--- Begin Dataset ---
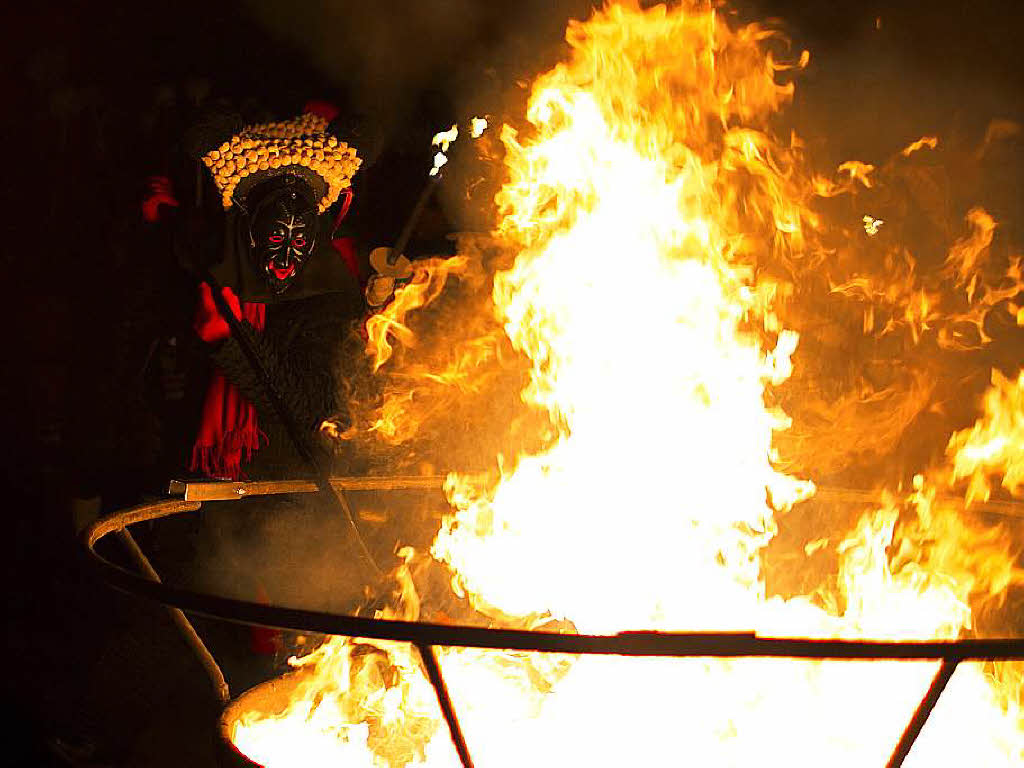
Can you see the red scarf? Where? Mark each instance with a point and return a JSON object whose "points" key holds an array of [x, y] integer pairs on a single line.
{"points": [[228, 427]]}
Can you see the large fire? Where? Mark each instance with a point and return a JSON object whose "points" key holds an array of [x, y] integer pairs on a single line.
{"points": [[659, 228]]}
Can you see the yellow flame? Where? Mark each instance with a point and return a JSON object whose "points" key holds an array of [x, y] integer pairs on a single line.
{"points": [[477, 127], [642, 196]]}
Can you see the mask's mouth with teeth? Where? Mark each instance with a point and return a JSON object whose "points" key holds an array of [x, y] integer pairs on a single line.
{"points": [[281, 272]]}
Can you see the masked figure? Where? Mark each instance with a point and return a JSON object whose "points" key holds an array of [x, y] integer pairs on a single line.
{"points": [[291, 284]]}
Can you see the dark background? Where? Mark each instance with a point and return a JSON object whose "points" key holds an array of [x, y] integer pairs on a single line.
{"points": [[98, 96]]}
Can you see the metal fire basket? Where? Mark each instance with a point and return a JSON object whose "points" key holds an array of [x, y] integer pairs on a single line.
{"points": [[189, 497]]}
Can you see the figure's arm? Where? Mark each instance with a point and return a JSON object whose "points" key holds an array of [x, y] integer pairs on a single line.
{"points": [[302, 374]]}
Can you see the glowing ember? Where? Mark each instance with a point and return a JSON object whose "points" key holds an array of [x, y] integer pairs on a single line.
{"points": [[871, 224], [638, 205]]}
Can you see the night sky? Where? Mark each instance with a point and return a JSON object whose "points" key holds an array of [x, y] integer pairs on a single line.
{"points": [[99, 96]]}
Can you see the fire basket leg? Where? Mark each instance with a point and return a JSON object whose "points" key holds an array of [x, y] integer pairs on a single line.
{"points": [[924, 710], [180, 621], [434, 673]]}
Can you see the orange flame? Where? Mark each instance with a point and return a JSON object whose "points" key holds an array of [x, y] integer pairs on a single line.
{"points": [[653, 214]]}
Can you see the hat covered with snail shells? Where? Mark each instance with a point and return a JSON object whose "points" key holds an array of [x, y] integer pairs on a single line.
{"points": [[300, 146]]}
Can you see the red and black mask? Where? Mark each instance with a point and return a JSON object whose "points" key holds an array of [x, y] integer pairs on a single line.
{"points": [[283, 231]]}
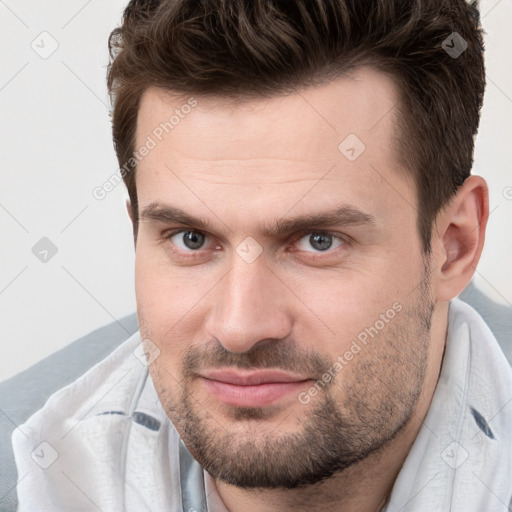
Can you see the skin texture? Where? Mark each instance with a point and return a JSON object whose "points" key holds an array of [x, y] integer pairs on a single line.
{"points": [[240, 167]]}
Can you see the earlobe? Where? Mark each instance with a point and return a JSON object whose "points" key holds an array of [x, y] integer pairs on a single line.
{"points": [[460, 229]]}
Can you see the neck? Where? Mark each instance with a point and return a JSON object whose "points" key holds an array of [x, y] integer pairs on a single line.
{"points": [[365, 486]]}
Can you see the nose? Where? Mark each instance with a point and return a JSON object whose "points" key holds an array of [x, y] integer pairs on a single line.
{"points": [[250, 307]]}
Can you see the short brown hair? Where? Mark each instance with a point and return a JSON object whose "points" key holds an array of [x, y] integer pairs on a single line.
{"points": [[257, 48]]}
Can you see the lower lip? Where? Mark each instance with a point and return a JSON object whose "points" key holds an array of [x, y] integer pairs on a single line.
{"points": [[258, 395]]}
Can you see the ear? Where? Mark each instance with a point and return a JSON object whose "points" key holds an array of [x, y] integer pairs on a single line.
{"points": [[458, 237]]}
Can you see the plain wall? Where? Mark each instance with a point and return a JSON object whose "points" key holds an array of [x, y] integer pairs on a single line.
{"points": [[55, 144]]}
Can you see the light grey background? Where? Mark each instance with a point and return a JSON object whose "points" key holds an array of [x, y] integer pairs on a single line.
{"points": [[55, 148]]}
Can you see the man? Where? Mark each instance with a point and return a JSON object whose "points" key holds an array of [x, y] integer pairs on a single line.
{"points": [[304, 217]]}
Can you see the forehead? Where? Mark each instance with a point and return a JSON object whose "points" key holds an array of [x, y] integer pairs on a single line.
{"points": [[331, 143]]}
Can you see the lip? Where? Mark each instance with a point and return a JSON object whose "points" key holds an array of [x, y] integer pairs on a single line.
{"points": [[251, 389]]}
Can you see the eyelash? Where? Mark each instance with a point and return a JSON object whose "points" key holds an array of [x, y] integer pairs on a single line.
{"points": [[312, 255]]}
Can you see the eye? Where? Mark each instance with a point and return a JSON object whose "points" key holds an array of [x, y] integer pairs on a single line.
{"points": [[320, 241], [188, 240]]}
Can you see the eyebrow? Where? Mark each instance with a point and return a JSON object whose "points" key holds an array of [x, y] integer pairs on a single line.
{"points": [[344, 215]]}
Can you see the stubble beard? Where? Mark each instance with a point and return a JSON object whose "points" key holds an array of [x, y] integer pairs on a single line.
{"points": [[345, 423]]}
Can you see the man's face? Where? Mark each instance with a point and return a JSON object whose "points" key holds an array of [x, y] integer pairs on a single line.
{"points": [[288, 350]]}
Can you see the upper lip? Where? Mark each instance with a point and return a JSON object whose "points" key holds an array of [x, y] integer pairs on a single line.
{"points": [[251, 378]]}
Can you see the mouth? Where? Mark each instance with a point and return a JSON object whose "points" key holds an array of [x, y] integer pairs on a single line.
{"points": [[252, 389]]}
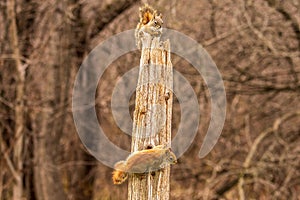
--- End Dataset ---
• **Work to complete**:
Pick out each line in the dataset entries above that contains the word "covered", and copy those lines in full.

• **Written answer**:
Can you see the hat covered with snail shells? Where? Mark each instance with a point and return a JSON object whose "points" key holds an array of [x, y] integer pairs on a single line.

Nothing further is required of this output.